Put every line of the records below into a numbered list, leaving out any blank lines.

(Items from a dataset)

BEGIN

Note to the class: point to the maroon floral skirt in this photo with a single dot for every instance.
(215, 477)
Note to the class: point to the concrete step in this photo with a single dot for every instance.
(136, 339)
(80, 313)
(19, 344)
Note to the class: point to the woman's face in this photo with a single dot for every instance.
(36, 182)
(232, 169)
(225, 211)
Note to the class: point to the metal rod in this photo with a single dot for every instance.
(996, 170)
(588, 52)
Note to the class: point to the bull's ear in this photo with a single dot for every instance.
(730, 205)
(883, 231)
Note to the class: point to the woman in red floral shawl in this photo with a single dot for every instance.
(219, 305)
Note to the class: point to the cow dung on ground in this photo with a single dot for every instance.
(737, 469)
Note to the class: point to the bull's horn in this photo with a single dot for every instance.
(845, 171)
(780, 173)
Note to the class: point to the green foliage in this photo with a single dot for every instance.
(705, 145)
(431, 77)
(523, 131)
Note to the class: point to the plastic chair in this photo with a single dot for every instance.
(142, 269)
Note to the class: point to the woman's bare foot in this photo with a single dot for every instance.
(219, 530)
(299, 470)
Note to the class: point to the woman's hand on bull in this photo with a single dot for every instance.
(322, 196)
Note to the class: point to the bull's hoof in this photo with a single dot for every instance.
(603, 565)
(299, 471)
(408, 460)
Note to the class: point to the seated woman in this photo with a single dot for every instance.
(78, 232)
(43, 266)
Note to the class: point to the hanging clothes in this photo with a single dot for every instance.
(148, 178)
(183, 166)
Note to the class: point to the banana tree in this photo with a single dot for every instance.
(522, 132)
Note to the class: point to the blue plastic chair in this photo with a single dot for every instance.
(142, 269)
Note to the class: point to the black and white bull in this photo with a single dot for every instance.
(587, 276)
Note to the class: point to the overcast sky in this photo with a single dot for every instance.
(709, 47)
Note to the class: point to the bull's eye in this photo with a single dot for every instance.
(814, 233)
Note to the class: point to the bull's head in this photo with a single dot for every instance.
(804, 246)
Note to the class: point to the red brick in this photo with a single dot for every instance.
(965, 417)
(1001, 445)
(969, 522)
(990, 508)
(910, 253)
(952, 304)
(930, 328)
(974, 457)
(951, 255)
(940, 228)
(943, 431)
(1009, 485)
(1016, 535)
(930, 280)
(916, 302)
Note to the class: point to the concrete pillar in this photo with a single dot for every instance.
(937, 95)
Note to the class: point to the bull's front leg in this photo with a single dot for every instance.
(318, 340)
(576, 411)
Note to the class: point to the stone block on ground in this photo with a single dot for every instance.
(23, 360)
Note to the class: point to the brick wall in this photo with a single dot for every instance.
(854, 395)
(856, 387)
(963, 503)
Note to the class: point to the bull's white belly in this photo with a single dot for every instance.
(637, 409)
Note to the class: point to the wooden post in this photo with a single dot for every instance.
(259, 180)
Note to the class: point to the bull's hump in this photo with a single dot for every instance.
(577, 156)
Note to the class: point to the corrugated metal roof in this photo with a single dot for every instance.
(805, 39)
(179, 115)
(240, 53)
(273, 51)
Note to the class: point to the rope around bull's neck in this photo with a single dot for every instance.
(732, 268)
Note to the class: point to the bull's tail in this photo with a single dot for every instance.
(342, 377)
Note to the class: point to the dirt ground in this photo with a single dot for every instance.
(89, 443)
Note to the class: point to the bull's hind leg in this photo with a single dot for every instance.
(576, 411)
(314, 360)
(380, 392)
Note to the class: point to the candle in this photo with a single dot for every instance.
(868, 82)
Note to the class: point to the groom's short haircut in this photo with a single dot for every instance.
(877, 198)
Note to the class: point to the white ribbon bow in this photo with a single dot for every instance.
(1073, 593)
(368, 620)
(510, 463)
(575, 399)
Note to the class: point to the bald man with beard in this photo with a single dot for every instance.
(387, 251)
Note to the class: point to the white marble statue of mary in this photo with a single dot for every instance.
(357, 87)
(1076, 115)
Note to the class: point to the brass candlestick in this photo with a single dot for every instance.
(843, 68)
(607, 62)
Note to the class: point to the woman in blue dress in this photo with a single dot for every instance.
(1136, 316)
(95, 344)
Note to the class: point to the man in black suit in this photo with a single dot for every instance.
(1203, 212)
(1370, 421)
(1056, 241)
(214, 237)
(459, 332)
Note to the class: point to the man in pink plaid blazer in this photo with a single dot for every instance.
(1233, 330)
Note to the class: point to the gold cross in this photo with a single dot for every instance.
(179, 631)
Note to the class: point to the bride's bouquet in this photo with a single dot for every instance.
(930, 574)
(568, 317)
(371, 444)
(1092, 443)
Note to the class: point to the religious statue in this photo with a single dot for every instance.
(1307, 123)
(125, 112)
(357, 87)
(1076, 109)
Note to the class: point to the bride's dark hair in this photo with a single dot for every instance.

END

#### EXERCISE OUTPUT
1. Note to the class: point to the maroon floral skirt in this photo with a single dot for every instance.
2. (215, 477)
3. Note to the class: point to the concrete step in this photo with a single dot for every instance.
4. (136, 339)
5. (80, 313)
6. (19, 344)
7. Note to the class: point to the woman's face in this photo with a single dot for every instance.
8. (36, 182)
9. (232, 169)
10. (225, 211)
11. Note to the class: point to the metal rod in this photo with a single dot for every instance.
12. (996, 170)
13. (588, 52)
14. Note to the class: point to the bull's ear in this photo with a single dot for every instance.
15. (730, 205)
16. (883, 231)
17. Note to the class: point to the woman in red floral shawl in this photo with a single dot for every instance.
18. (219, 305)
19. Note to the class: point to the cow dung on ground in this photo with a single dot for every instance.
20. (737, 469)
21. Note to the class: point to the bull's horn in this photo with a single dot for every instance.
22. (845, 171)
23. (780, 173)
24. Note to the class: point to the green foliage in this photo with a single dot for every instance.
25. (705, 145)
26. (431, 77)
27. (523, 131)
28. Note to the class: point to the plastic chair in this photo with a single dot for every instance.
29. (142, 269)
30. Note to the class: point to the woman's bare foot in this photo with a single dot for every instance.
31. (219, 530)
32. (299, 470)
33. Note to the class: point to the woman's hand on bull in this photo with a single dot for every instance.
34. (322, 196)
35. Note to the class: point to the bull's hoof in this photo with a single dot for every instance.
36. (603, 565)
37. (299, 471)
38. (408, 460)
39. Note to the class: point to the seated woman in this photo with a single dot for every instance.
40. (78, 232)
41. (43, 266)
42. Note to the class: point to the hanging clothes in this photo with a single dot for every instance.
43. (148, 178)
44. (183, 166)
45. Note to the class: point to the banana tree in this photo with a single dot for every instance.
46. (522, 132)
47. Note to the class: point to the blue plastic chair in this photo with a single dot for every instance.
48. (142, 269)
49. Note to the class: point to the black and white bull in this photo with a single dot for every instance.
50. (587, 276)
51. Note to the class: point to the overcast sky in this photo with a single dot for every instance.
52. (709, 47)
53. Note to the class: point to the bull's eye in this photo with a single dot for every instance.
54. (814, 233)
55. Note to the class: point to the bull's head in this photo with a single dot for every instance.
56. (804, 246)
57. Note to the class: point to the red brick in this photo with a single dot for every instance.
58. (965, 417)
59. (1001, 445)
60. (969, 522)
61. (990, 508)
62. (910, 253)
63. (952, 304)
64. (930, 328)
65. (974, 457)
66. (951, 255)
67. (940, 228)
68. (943, 431)
69. (1009, 485)
70. (1016, 535)
71. (930, 280)
72. (916, 302)
73. Note to the class: point to the concrete pillar in this photo with a single dot for every instance.
74. (937, 95)
75. Note to the class: point to the bull's front leg in this photo with a single dot for every instance.
76. (318, 340)
77. (576, 411)
78. Note to the class: point to the stone block on ground in this photo with a single dot for every instance.
79. (23, 360)
80. Note to the class: point to the brick wall in this photo with a single dot for every instance.
81. (854, 395)
82. (856, 387)
83. (963, 503)
84. Note to the class: point to the bull's white belly in this photo with a single dot for every instance.
85. (637, 409)
86. Note to the class: point to the wooden post in this photo with a single dot for every instance.
87. (259, 180)
88. Note to the class: point to the bull's hump in this photo with a single dot for every instance.
89. (577, 156)
90. Note to the class: point to the corrugated metal roof in this photo with a single dot for every instance.
91. (805, 39)
92. (179, 115)
93. (240, 53)
94. (273, 51)
95. Note to the class: point to the rope around bull's neck in this photo with a single dot for every instance.
96. (732, 268)
97. Note to the class: point to the bull's tail in this photo with a single dot for every instance.
98. (342, 377)
99. Note to the class: point to the dirt ground in this photo with a single dot for every instance.
100. (89, 443)
101. Note to the class: point to the bull's hind leg in this photo with a single dot for every instance.
102. (576, 411)
103. (314, 360)
104. (380, 392)
105. Note to the class: point to the candle in this photo with a single dot for every instance.
106. (868, 82)
107. Note to the class: point to the groom's short haircut in this photo with a single dot for every instance.
108. (877, 198)
109. Note to the class: point to the white ribbon bow in this photo with a single dot for every instance.
110. (1073, 593)
111. (368, 620)
112. (510, 463)
113. (575, 399)
114. Note to the class: point to the bald man with beard in this photo with a single dot for every instance.
115. (387, 251)
116. Note to the class: point to the white marble statue of mary in this photo with a single dot for every instance.
117. (357, 87)
118. (1076, 115)
119. Note to the class: point to the brass candlestick in this photo with a single dot for every instance.
120. (843, 68)
121. (607, 62)
122. Note to the class: point to the woman in blue dress in this photo with a single dot for every instance.
123. (1136, 316)
124. (95, 344)
125. Note to the class: point to the man in black suit in this photo with a single dot for every instance.
126. (1203, 212)
127. (1370, 421)
128. (1056, 241)
129. (214, 237)
130. (459, 332)
131. Note to the class: point to the man in pink plaid blazer in this photo with a single dot for every instance.
132. (1233, 330)
133. Note to the class: point to the gold cross in this photo with a single dot for every instance.
134. (179, 631)
135. Note to the class: point to the bride's bouquet in this photo with a single dot for every instance.
136. (930, 574)
137. (568, 317)
138. (371, 444)
139. (1092, 443)
140. Note to the class: point to the religious statue in this photo with a single dot for every instance.
141. (1307, 123)
142. (125, 112)
143. (357, 87)
144. (1076, 109)
145. Note to the class: point to the bride's dark hair in this photo with a single dot for every instance.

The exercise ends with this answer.